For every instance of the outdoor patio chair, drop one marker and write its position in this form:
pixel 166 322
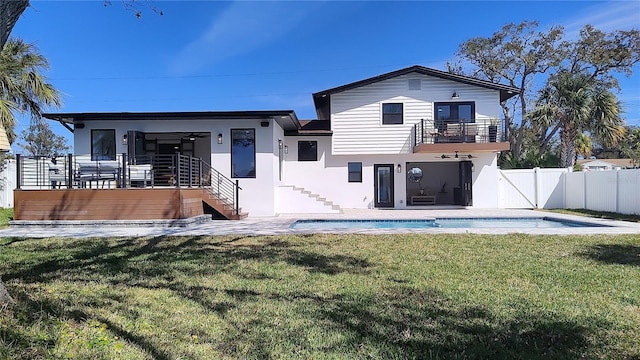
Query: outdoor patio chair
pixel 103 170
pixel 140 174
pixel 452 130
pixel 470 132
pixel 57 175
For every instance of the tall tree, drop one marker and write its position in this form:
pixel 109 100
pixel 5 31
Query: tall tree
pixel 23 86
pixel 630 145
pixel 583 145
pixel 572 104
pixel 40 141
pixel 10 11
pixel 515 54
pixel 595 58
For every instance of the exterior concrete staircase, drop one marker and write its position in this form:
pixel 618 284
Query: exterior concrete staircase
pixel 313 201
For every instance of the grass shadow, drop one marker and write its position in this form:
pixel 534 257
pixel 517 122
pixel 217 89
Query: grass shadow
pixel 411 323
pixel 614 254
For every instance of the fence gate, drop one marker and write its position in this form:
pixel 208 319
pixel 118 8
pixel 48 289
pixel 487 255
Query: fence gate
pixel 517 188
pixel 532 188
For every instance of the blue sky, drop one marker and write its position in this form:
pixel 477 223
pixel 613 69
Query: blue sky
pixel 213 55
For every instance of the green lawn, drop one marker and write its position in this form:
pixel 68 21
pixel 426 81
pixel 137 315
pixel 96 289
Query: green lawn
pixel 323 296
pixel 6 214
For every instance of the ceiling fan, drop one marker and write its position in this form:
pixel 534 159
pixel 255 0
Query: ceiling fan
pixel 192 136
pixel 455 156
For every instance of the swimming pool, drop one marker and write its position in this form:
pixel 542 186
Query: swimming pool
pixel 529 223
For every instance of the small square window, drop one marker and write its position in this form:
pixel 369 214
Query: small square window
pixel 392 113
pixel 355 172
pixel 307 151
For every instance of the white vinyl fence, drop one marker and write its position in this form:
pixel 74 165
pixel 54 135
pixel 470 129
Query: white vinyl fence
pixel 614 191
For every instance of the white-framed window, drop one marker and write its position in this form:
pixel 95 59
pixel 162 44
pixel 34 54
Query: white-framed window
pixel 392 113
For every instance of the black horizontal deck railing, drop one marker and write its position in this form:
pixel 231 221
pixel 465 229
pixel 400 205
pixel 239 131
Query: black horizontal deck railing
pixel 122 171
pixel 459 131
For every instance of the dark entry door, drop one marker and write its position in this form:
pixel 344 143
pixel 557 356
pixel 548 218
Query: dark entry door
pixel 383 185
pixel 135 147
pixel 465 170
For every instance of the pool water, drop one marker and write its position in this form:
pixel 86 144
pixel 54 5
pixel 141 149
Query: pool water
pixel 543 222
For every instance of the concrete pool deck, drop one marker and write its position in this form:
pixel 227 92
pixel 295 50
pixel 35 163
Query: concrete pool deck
--
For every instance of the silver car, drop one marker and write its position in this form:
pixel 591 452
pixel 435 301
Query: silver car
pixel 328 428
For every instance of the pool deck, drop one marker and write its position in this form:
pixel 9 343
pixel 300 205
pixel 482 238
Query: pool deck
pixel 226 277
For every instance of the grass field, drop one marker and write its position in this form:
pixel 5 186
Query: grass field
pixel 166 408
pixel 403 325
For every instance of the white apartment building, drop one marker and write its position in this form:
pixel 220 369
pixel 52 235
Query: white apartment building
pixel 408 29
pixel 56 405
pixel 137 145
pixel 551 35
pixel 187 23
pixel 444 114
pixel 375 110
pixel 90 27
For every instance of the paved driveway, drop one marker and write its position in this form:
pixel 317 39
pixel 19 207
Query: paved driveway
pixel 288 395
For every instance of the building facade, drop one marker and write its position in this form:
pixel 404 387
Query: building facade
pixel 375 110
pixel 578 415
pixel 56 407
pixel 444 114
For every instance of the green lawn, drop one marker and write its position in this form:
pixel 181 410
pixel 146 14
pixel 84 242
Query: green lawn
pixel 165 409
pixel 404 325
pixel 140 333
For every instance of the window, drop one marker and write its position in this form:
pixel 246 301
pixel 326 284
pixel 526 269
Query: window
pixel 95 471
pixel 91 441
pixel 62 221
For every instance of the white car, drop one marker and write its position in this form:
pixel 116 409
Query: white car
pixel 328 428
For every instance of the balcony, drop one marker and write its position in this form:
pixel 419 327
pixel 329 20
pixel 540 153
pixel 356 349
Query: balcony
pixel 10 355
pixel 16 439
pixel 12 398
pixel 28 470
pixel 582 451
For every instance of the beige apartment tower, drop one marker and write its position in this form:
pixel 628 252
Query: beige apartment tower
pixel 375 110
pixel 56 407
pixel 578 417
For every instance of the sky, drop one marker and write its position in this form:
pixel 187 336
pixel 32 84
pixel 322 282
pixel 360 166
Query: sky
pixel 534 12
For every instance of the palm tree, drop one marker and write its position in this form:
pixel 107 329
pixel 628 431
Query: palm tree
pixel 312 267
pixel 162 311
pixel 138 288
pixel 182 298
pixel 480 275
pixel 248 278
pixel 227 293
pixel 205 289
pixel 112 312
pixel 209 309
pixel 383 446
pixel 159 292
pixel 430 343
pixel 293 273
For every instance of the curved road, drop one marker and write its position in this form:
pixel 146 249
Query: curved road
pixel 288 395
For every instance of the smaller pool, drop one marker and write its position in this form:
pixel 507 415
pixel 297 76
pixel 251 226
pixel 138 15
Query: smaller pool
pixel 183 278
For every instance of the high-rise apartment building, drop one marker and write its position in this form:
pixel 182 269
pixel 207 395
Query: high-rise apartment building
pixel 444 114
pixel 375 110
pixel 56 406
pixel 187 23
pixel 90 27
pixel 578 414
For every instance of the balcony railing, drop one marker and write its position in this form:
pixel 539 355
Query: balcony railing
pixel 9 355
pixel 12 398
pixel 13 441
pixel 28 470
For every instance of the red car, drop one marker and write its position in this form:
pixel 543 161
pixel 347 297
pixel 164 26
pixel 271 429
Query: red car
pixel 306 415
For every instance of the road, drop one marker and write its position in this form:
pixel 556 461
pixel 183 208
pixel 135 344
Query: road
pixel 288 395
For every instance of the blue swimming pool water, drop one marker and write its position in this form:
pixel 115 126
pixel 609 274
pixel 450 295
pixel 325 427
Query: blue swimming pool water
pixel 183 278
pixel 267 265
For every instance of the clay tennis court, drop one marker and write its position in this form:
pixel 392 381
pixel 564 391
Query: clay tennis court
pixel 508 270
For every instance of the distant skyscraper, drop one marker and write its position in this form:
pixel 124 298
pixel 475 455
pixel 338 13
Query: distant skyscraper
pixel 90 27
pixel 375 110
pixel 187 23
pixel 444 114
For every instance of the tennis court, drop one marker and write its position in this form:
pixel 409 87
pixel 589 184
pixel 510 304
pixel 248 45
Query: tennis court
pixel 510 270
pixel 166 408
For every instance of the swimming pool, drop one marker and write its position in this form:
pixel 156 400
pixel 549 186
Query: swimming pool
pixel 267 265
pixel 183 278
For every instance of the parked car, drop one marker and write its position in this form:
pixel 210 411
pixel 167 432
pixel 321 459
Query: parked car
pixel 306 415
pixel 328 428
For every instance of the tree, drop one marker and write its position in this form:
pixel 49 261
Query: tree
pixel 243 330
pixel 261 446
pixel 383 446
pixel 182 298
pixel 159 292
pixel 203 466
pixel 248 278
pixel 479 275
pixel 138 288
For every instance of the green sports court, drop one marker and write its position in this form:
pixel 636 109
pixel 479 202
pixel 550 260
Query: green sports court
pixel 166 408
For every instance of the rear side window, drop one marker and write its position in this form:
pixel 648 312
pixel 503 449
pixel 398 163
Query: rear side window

→ **WHAT YOU SHOULD DO**:
Rewrite the records starting at the line that has "For every instance of the outdoor" and ending after the line that has "pixel 313 201", substituting "pin" for "marker" and leaving everything else unchanged. Omit the pictures.

→ **RIGHT ANSWER**:
For every instance of the outdoor patio chair, drop one pin and write its position in this form:
pixel 166 322
Query: outdoor patio chair
pixel 103 170
pixel 140 174
pixel 452 130
pixel 470 132
pixel 57 175
For every instance of the tall tree, drop one pin and write its position in this form:
pixel 109 100
pixel 5 31
Query: tall tree
pixel 23 86
pixel 630 145
pixel 583 145
pixel 572 104
pixel 40 141
pixel 10 11
pixel 515 54
pixel 595 58
For every instance of the exterior concrete staircase, drop one pin and write its position in this form:
pixel 618 284
Query: exterior concrete staircase
pixel 313 201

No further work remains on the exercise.